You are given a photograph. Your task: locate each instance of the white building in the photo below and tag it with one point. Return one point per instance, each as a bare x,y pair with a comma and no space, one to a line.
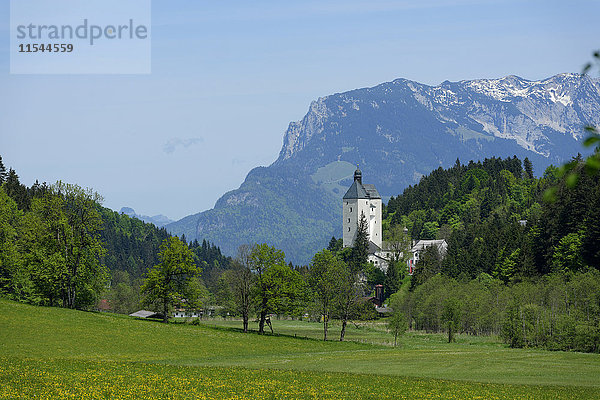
363,199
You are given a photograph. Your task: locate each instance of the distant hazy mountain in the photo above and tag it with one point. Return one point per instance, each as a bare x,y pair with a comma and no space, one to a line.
158,220
397,131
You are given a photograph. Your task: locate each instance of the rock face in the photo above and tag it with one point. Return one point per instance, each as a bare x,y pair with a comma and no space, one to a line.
397,131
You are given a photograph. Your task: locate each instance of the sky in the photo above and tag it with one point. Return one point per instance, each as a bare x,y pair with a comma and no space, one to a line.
227,78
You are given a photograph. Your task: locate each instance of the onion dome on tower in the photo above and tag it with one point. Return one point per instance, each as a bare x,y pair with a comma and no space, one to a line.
358,175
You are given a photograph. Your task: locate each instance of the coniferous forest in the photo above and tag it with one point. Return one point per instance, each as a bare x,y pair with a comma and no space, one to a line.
523,253
60,247
522,261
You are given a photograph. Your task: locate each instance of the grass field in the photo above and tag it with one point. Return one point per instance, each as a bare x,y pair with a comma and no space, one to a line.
58,353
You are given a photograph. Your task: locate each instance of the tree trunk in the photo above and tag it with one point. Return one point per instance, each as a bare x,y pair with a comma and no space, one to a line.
343,331
165,311
261,324
245,318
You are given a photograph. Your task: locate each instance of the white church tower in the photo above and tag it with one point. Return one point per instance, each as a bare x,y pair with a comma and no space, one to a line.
362,199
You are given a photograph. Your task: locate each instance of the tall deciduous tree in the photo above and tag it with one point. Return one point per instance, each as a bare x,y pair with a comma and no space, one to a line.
3,174
241,281
71,258
174,279
324,280
278,288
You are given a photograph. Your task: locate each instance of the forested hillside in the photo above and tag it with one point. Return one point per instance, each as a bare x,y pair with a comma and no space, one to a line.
60,247
523,257
495,219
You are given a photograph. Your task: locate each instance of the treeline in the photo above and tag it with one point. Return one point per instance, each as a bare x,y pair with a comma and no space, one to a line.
523,253
495,219
556,312
60,247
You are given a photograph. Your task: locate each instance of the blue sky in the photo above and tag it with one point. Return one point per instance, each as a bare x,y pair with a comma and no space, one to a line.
228,77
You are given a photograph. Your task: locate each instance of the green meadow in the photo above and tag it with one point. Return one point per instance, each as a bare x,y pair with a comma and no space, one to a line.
60,353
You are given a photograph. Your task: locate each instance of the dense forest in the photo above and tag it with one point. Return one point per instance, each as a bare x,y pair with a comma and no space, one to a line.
498,218
523,257
59,246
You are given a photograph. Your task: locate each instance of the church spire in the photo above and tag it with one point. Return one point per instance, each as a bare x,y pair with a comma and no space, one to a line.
358,175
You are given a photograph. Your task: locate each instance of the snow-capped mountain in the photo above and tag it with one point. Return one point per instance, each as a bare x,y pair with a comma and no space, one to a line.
397,131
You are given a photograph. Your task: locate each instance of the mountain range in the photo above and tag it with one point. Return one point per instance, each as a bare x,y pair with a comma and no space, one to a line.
397,132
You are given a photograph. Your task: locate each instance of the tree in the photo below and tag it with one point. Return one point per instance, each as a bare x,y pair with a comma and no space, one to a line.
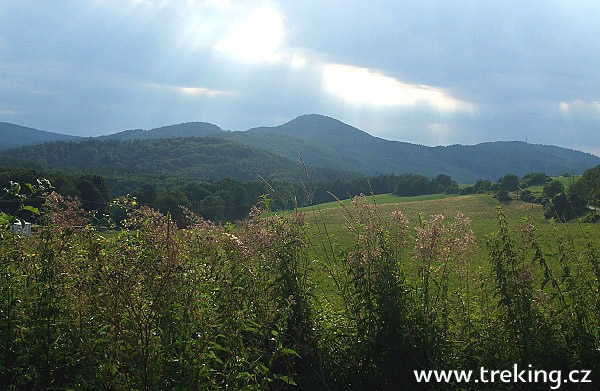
553,188
502,195
171,202
509,182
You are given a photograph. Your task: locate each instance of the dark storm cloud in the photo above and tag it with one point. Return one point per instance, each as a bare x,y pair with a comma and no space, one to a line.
433,72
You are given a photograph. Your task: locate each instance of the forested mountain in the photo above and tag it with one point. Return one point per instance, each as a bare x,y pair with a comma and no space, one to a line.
188,129
325,141
322,142
194,157
12,135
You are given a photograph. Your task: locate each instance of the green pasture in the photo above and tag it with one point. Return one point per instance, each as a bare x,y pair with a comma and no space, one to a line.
326,227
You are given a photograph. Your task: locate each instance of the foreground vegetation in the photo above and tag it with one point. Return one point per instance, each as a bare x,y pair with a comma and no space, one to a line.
194,305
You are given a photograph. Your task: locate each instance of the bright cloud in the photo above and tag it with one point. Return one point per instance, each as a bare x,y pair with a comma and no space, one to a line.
579,105
364,86
255,39
189,91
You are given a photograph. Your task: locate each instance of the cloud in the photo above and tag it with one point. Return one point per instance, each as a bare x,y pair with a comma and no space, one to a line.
256,39
188,90
579,106
363,86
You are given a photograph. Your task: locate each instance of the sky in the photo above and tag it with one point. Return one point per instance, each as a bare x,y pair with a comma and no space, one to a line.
428,72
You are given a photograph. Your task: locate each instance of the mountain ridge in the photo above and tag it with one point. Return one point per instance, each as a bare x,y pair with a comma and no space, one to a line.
326,142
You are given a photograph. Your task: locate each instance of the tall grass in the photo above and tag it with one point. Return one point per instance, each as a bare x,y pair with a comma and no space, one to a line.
197,306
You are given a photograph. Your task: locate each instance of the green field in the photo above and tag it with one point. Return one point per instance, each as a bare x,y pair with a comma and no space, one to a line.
327,225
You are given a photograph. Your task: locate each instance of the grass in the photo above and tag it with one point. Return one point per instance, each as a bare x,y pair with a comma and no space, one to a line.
329,220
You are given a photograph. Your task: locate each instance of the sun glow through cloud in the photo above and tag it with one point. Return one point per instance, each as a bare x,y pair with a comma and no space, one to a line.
256,39
363,86
579,105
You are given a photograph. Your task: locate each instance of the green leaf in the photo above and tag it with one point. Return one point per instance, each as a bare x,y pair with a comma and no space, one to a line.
32,209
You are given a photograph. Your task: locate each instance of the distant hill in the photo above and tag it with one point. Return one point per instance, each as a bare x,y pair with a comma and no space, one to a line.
333,145
12,135
327,142
193,157
188,129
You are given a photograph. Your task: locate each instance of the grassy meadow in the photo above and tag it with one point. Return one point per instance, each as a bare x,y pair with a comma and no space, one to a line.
347,296
327,226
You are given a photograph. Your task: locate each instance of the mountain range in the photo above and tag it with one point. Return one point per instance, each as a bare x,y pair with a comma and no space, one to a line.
325,145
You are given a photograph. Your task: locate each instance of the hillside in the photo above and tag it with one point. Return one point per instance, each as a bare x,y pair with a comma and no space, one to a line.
12,135
331,144
325,141
194,157
188,129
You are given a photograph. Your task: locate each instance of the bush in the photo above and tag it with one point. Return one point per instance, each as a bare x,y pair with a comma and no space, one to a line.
502,195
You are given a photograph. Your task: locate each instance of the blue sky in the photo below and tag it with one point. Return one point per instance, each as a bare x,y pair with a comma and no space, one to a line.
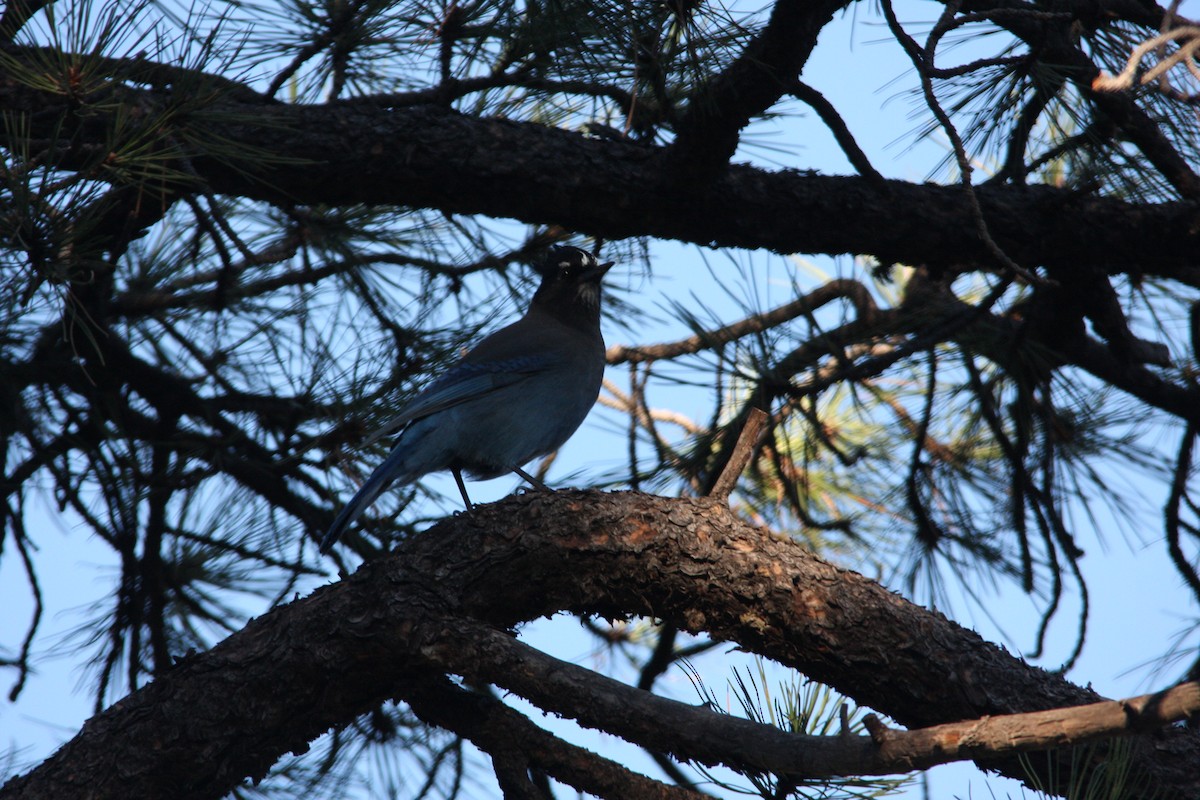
1138,602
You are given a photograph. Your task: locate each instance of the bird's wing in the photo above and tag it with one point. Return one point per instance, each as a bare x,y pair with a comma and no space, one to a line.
463,382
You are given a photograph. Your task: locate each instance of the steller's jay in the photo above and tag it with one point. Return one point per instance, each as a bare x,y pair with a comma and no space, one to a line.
519,394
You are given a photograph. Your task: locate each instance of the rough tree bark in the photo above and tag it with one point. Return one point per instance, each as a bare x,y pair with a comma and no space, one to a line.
442,603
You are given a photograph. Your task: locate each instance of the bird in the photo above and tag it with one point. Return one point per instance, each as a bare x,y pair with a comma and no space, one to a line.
519,394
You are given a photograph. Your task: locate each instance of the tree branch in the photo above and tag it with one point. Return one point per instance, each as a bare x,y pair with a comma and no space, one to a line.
220,717
432,157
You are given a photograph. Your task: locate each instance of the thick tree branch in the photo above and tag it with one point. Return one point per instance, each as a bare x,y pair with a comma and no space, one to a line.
***
• [Task requirements]:
Transcribe the records above exactly as they appear, leaving out any pictures.

• [Solution to this exercise]:
You are given a photograph. Your task: locate each instance of the white building in the photo below and tag it with one point. Return one point per instance, each as a bare x,y pair with a comma and no space, one to a line.
363,199
You are given a photograph. Your task: locate each instance of the distant hazy mountain in the photo above and tag it with one point. Return one point per instance, each as a bare x,y pair with a comma and no space, one to a line.
158,220
397,131
You are given a photograph. Your task: locate each instance of the rock face in the photo above and tag it with one point. Return one point per instance, each as a bare x,y pair with a comma and no space, one to a line.
397,131
You are given a photograph. Your task: locate each instance of the sky in the photo above and tag it with one point. Return one point per instance, each as a bare x,y pair with a comma and no space, one to a line.
227,78
You are given a photograph. Your task: locate each instance of the onion dome on tower in the photo above and tag it with one point. Return one point per instance, each as a bare x,y pair with a comma and no space, one to a line.
358,175
You are given a photograph. Your task: locate each instance of the coniferous forest in the photo above and tag it with one point. Return one point per instance, each as a bare x,y pair with a comma and no space, one to a line.
523,253
60,247
522,261
You are given a photograph. Your task: locate each instance of the grass field in the photo above and tag it with one point. Return one point per instance, each as a bare x,y pair with a comma and no space, one to a line.
58,353
You are given a photograph. Your task: locate each instance of the tree trunk in the photo above and tag it with one point. Return one point per instance, each as a bare x,y pair with a comma and no space, one to a line.
343,331
165,311
261,324
245,318
You are given a photograph. Your task: locate each instance of the white church tower in the photo above and tag it with one point. Return one point per instance, each as a bare x,y pair with a comma and no space, one to a line.
362,199
You are given a photograph. Your task: locate each instance of the tall deciduous tree in the photo above and tag it with one point. Return one point per instance, each as a bare x,y pair with a comma and no space, one to a line.
3,174
241,281
71,258
174,279
324,280
278,288
You are given a photograph. Your task: locate each instance of the forested hillside in the photo above and tag it with one point. Return one point per instance, each as a bare x,y pair with a comma and no space, one to a line.
60,247
523,257
495,219
You are given a photograph. Your task: locate each instance of the treeline in the photo above and tag it with one point. Return one point per instance, each as a bare x,y pair with a comma and no space, one to a line.
523,253
495,219
556,312
60,247
You are given a photograph. Your task: locate each instance of the blue sky in the photo above and tag it with one point. Return one point per instance, each as a bare x,y pair with a comma and no space, one to a line.
228,77
You are given a photograph. Your task: locate each instance of the green meadow in the photo above and tag it with one point. Return one point per instance, each as a bare x,y pair with a comma and no space, one to a line.
60,353
You are given a photograph. Your task: locate each instance of the dense forest in the photo above and tag it with one point. Return one point per instance, each as a bare x,y pair with a comma and no space, one to a line.
498,218
523,257
59,246
You are given a photograph. Your task: locate each instance of the church spire in the photo above and tag it with one point. Return one point per instance, each as a bare x,y pair with a comma and no space, one to a line.
358,175
You are given a photograph. Your task: locate each instance of the snow-capped mountain in the photo above and tag it with one point. Return one point per instance, each as a bare x,y pair with a comma and no space, one to a line.
397,131
You are given a photograph. Your task: locate each instance of the mountain range in the photo above and tag it with one point. Return one point per instance, each as a bare x,y pair with a comma and no space, one to a line.
397,132
You are given a photograph. Your task: locate each instance of the tree in the photo below and tag it with one point. Return one point per instance, each as a bare x,y pair with a comma and no space, one to a line.
553,188
502,195
171,202
509,182
You are given a photograph. Your task: locate each instance of the dark storm cloud in the photo above and tag it with one point. Return one point per instance, each as a bare x,y pair with a comma and no space, one to a line.
433,72
You are given a photograph. Your task: locate each instance of the forested mountain in the photo above and tag it with one point. Return one point per instance, each as a bare x,y pair with a comma and no space, one to a line.
188,129
325,141
322,142
194,157
12,135
You are given a photograph. Your task: locate each instance of the green pasture in the photo above and tag it with one point. Return one point per instance, each as a bare x,y pair with a comma and no space, one to a line.
326,227
You are given a photograph. Your task: locate each instance of the foreground vegetation in the photo above and tag it with one point. Return one point per instance, each as a bare x,y pair with a comma and no space, one to a line.
194,305
You are given a photograph. Your task: locate each instance of the bright cloud in the photo above and tag it with one point. Return one point per instance, each as a bare x,y pair with a comma and no space, one to a line.
579,105
364,86
255,39
189,91
You are given a photograph. Your task: locate each instance of the cloud in the photo above and tag it with one point. Return one point per instance, each as a bare x,y pair with a comma and no space, one to a line.
256,39
188,90
579,106
363,86
You are given a photograph. Your task: locate each instance of the sky in the photo above and tag it with one point. Return one point per instance, each as a bare x,y pair with a comma and no space, one to a line.
428,72
You are given a photograph. Your task: locate each instance of the mountain ridge in the photo above and tag it with one point. Return one point per instance, each as a bare x,y pair with a comma and no space, one to a line.
326,142
You are given a photograph. Your task: locate each instance of the tall grass in the photo above and tag it with one point. Return one point per instance, each as a bare x,y pair with a comma and no space, one to a line.
197,306
You are given a photograph. Your task: locate each instance of the green field in the photo above and tag it with one point. Return one point per instance, each as a bare x,y pair with a comma and no space, one to a line.
327,225
You are given a photograph. Your task: locate each instance of the grass in the photo above and tag it with one point. Return one point per instance, each as a bare x,y pair with a comma and no space, one to a line.
329,220
You are given a photograph. Your task: locate each instance of the sun glow through cloud in the photo above and tag it with one point. Return one point per instance, each as a bare x,y pair with a comma and no space, one to a line.
256,39
363,86
579,105
You are given a photograph. Your task: locate each instance of the green leaf in the photo above and tag it with one point. Return one point per instance, each as a bare x,y pair with a comma and no space, one to a line.
32,209
You are given a photograph. Your task: locate each instance of the distant hill in the photo above and tag it with one point. Return one point per instance, each as a bare x,y pair with a comma and no space, one to a line.
333,145
12,135
327,142
193,157
188,129
You are given a photograph. Your task: locate each instance of the grassy meadow in the photo above and tag it with one point. Return one point per instance, each as a bare x,y pair with a comma and no space, one to a line.
347,296
327,226
You are given a photograph. Your task: locate each instance of the mountain range in the photo above and tag it with one point. Return one point per instance, each as a bare x,y pair with a comma and no space, one to a line.
325,145
You are given a photograph. Your task: locate each instance of the hillside in the photo above and tag it with one point. Return one point per instance, each as a bare x,y pair with a comma and no space, one to a line.
12,135
331,144
325,141
194,157
188,129
You are given a photograph. Your task: locate each instance of the bush in the photo above and tag it with one point. Return one point per instance, each as a bare x,y pair with a comma and no space, one to a line.
502,195
You are given a photograph. Your task: locate each instance of the blue sky in the photo below and tag it with one point. Return one point per instance, each as a bare x,y pair with a comma and no space, one to a line.
1138,602
You are given a photograph. Your task: locate each instance of the bird's wing in the photo above and tag it with one point. Return one point per instance, each as a bare x,y pair with a comma and no space, one to a line.
463,382
You are given a photograph. Your task: locate each instance of the steller's jay in the photo above and tag it with one point. Return one point per instance, each as a bare x,y pair with a comma and no space, one to a line.
519,394
You are given a photograph. Your task: locate each instance of the rough tree bark in the photo above and tag it with one point. Return one point per instance, each as a bare x,y pair with a comma and no space, one to a line.
442,603
You are given a photograph. Your task: locate each instance of the bird in the photo above and tag it with one point. Return one point per instance, each as a bare x,y pair with a comma and no space, one to a line.
519,394
You are given a photograph. Your task: locate each instance of the tree branch in the photo above and tag it with one point. Return one point per instance, each as a bare x,y pair with a comma and no space, one to a line.
220,717
432,157
You are given a photograph. Your task: locate each instance of the thick tree branch in the photo above and tag it with one point. Return one point per instance, each as a bare x,y pair with a comma and no space, one to a line.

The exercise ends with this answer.